*** Opening INFORMATION ***

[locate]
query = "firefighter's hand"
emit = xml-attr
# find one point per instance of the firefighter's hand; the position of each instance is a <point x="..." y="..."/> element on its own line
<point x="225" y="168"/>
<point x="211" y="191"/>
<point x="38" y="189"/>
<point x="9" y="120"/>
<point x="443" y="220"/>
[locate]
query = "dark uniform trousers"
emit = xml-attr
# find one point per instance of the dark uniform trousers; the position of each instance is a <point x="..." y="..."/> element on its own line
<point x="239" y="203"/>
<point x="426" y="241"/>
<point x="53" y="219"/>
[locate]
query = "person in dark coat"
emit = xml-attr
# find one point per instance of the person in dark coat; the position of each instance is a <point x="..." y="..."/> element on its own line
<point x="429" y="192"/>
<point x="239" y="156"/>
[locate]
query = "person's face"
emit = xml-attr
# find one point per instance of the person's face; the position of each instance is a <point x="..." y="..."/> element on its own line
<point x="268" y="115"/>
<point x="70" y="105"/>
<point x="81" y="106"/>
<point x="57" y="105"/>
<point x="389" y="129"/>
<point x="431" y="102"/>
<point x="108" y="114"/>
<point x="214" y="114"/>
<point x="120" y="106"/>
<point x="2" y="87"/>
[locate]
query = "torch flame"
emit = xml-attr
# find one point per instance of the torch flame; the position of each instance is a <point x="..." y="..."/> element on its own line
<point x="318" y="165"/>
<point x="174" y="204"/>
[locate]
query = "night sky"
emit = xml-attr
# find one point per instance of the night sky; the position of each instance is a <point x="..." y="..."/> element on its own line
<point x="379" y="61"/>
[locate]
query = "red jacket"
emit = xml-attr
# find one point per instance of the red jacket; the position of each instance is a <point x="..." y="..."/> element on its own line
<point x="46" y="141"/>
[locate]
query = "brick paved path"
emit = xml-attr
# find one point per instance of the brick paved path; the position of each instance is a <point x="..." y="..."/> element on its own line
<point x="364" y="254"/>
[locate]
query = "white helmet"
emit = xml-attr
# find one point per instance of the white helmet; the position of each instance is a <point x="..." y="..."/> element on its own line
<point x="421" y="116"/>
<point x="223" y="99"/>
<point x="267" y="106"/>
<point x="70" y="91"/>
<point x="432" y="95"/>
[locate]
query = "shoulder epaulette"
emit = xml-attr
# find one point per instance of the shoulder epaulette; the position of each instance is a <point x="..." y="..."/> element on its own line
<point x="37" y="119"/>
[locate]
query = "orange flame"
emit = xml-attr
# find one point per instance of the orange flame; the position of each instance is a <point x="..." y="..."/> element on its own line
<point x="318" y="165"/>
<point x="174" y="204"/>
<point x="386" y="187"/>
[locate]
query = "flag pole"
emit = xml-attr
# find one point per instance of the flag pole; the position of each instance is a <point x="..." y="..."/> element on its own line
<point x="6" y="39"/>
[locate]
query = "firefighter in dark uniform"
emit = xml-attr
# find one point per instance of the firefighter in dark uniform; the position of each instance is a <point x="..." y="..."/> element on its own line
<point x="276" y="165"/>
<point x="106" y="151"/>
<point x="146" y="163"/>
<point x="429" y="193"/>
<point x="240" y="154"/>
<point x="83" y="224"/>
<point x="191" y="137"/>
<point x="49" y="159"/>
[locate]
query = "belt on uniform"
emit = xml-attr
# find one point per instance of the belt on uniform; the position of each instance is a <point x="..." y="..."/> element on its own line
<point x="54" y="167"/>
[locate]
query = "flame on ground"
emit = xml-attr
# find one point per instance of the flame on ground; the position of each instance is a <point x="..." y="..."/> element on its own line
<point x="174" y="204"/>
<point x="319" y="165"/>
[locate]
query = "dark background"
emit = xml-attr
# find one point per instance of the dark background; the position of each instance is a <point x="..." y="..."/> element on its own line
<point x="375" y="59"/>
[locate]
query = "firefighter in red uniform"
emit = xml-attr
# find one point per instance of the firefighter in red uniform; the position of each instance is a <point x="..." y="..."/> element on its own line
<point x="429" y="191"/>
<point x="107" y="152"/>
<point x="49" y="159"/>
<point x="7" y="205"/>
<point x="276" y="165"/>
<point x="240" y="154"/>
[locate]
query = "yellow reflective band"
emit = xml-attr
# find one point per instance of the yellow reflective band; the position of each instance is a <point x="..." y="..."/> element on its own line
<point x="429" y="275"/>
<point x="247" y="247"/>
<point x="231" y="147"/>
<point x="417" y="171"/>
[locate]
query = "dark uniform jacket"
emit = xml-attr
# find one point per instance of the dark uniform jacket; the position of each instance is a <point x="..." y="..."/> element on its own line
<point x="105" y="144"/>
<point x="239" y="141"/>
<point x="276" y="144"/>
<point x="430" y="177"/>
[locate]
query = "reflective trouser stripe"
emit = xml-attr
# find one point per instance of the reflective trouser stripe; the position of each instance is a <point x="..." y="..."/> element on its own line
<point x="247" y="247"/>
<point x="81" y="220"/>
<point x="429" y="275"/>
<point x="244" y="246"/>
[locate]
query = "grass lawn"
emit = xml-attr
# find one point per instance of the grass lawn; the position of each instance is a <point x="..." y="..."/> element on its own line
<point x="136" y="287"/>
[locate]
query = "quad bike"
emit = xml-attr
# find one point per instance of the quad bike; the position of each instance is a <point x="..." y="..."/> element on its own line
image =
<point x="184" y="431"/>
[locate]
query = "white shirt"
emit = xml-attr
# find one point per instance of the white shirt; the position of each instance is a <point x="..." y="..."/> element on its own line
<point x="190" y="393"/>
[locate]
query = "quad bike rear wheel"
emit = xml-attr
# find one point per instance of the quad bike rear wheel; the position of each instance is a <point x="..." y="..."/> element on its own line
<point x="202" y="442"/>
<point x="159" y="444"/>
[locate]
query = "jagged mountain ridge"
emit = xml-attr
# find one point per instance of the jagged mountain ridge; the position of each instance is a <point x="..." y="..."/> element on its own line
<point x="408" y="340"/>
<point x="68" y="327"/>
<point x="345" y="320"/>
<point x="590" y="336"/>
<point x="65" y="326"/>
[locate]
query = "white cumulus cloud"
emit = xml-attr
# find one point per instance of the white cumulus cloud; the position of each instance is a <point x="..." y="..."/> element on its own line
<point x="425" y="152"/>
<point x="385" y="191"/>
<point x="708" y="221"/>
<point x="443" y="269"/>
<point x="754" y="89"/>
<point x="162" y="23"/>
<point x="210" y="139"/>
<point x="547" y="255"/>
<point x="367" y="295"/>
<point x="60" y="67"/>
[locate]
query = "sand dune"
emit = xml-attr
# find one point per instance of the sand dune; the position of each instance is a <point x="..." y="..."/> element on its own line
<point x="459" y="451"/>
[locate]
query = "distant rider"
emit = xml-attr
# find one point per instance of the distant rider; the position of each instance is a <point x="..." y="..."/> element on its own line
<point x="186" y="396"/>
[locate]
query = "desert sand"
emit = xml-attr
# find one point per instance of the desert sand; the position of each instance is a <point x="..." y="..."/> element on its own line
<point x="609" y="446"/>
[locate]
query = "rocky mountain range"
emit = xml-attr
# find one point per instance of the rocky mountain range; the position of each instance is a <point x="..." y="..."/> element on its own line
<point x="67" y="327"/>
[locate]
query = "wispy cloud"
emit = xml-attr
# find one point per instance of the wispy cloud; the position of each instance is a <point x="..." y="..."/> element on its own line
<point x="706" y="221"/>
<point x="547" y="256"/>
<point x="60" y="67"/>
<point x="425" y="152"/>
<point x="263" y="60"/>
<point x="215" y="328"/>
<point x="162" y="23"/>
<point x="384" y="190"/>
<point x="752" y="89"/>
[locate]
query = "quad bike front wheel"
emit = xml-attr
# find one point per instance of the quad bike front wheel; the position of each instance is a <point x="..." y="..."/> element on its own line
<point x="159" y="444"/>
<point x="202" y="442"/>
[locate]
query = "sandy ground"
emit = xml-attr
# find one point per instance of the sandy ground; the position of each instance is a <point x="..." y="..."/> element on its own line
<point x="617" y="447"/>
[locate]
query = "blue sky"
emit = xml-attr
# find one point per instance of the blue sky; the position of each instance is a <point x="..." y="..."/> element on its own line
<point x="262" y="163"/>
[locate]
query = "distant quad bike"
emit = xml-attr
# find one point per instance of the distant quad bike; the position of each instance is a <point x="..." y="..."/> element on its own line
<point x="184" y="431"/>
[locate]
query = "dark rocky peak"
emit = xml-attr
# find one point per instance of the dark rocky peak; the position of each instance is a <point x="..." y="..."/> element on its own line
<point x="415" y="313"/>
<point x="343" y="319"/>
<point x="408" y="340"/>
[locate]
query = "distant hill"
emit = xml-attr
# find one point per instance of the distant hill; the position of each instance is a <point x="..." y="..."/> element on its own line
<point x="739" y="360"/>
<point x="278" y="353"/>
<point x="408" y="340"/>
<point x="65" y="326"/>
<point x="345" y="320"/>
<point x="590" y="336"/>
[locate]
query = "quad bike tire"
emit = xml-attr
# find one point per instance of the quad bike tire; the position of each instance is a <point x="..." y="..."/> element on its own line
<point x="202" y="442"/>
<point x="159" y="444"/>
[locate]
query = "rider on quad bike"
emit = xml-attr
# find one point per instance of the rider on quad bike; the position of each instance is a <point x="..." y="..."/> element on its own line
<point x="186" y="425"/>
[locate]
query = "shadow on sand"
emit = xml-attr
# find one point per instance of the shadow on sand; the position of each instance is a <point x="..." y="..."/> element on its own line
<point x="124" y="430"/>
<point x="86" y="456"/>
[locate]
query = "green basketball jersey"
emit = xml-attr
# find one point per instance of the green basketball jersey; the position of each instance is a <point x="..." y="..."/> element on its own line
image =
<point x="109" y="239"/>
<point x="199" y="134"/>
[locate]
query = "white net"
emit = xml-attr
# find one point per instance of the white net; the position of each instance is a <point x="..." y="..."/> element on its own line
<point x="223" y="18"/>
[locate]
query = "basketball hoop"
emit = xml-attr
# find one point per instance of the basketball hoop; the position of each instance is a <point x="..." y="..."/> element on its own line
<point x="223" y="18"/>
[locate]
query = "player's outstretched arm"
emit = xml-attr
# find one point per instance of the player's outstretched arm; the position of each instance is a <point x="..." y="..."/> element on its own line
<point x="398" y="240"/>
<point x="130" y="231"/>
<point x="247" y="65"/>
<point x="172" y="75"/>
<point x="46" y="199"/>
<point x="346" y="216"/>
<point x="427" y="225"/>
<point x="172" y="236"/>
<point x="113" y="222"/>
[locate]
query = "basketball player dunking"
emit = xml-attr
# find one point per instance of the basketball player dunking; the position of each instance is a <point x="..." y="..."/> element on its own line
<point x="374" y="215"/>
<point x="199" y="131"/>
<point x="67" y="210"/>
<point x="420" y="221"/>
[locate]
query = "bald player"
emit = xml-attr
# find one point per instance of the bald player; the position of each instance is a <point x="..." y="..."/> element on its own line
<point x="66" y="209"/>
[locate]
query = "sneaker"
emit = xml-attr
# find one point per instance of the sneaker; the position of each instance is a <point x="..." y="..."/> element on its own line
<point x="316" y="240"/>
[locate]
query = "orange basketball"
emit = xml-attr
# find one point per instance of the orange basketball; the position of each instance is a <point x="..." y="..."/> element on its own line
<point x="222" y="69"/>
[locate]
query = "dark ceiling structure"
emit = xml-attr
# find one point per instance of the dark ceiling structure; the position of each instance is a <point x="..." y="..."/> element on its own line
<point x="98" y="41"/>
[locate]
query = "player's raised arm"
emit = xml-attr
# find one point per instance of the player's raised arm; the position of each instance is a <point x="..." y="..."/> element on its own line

*** Closing INFORMATION ***

EXERCISE DETAILS: Within the material, find all lines that hold the word "jersey" and show them.

OUTPUT BELOW:
query = "green basketball jersey"
# find one point per instance of the green basketball jersey; the position of each instance is a <point x="..." y="..."/> element on its own line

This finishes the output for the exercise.